**To be done**
Quote the listing in full, exactly as given, minus any pictures.

**Part of a data file**
•••

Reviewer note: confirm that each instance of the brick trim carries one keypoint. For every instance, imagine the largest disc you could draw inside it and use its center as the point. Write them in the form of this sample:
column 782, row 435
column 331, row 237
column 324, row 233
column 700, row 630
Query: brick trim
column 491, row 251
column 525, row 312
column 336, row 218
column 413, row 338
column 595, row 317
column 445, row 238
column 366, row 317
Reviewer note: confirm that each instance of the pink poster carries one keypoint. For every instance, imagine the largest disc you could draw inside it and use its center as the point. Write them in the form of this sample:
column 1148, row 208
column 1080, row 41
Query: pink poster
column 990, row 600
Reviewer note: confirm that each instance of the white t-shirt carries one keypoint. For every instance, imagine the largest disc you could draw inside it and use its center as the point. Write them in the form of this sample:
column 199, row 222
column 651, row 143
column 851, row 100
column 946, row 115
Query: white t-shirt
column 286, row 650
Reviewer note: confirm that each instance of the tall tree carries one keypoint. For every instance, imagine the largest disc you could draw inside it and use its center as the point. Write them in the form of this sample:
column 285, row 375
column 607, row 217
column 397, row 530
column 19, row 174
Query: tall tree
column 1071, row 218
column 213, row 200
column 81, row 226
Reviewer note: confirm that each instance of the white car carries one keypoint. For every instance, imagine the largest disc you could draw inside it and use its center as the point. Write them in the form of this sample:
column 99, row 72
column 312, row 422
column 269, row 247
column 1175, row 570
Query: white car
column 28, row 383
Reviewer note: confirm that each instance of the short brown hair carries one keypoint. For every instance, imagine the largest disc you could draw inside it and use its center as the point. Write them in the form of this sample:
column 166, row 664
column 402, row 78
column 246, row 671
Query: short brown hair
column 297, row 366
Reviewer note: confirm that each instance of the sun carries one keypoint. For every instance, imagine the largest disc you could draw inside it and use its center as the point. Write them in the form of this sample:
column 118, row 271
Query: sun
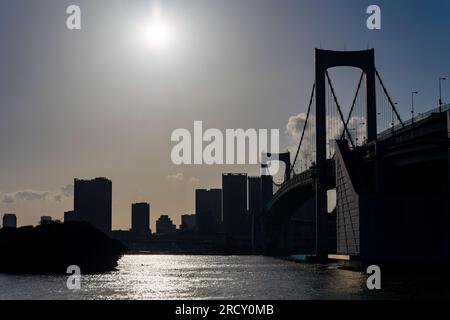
column 158, row 33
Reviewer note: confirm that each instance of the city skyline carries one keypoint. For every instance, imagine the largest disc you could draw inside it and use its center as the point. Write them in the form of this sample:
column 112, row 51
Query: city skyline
column 54, row 126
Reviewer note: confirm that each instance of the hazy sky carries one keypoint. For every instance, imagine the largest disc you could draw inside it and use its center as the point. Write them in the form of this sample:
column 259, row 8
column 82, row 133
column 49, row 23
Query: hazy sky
column 102, row 102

•••

**Correct answer**
Reviewer note: confirm that each instance of the brick trim carries one keypoint. For every instance, imagine the largest disc you could draw inside it and use its center as the point. Write them in the form of this sample:
column 782, row 435
column 331, row 237
column 324, row 233
column 700, row 630
Query: brick trim
column 491, row 251
column 525, row 312
column 336, row 218
column 413, row 338
column 595, row 317
column 445, row 238
column 366, row 317
Reviewer note: confirm that each instance of the pink poster carries one keypoint. For every instance, imagine the largest disc you could draw inside it and use its center as the point. Write them in the form of this sample:
column 1148, row 208
column 1080, row 41
Query: pink poster
column 990, row 600
Reviewer note: confirm that each instance of the white t-shirt carries one keypoint. For every instance, imagine the largest disc you could draw inside it and use its center as the point. Write them in the form of this sample:
column 199, row 222
column 651, row 143
column 851, row 100
column 946, row 115
Query: white t-shirt
column 286, row 650
Reviewer note: confirm that each instance of the tall tree carries one keypoint. For every instance, imagine the largest disc you could draw inside it and use its center as the point. Write them in the form of this sample:
column 285, row 375
column 607, row 217
column 397, row 530
column 19, row 174
Query: tall tree
column 1071, row 218
column 213, row 200
column 81, row 226
Reviewer note: confirm that each instance of the white car carries one keypoint. For every instance, imagine the largest disc you could draw inside it and use its center as the point. Write them in the form of this sample:
column 99, row 72
column 312, row 422
column 269, row 247
column 1175, row 570
Query: white car
column 28, row 383
Reviewer note: confirm that each instance of the short brown hair carries one keypoint. For every instance, imagine the largest disc you could draw inside it and use its center as the point. Write them in the form of this sample:
column 166, row 664
column 402, row 78
column 246, row 671
Query: short brown hair
column 297, row 366
Reviewer note: confirm that each instance of the sun carries one keypoint. For every instance, imagine the largest disc you could draw inside it and use its center as the point. Write them in the form of this sample:
column 118, row 271
Query: sun
column 158, row 33
Reviewer note: confirm that each instance of the city skyline carries one keypoint. For every instance, imagine the largest disc you could draw inside it and use its center as the point. Write them in the form of this sample:
column 112, row 51
Query: city skyline
column 54, row 126
Reviewer note: confirm that each instance of the hazy sky carries one keypoint. For every instance, imagine the largest disc you could draw inside it and use its center as the point. Write them in the form of this sample:
column 259, row 8
column 82, row 133
column 49, row 23
Query: hazy sky
column 102, row 102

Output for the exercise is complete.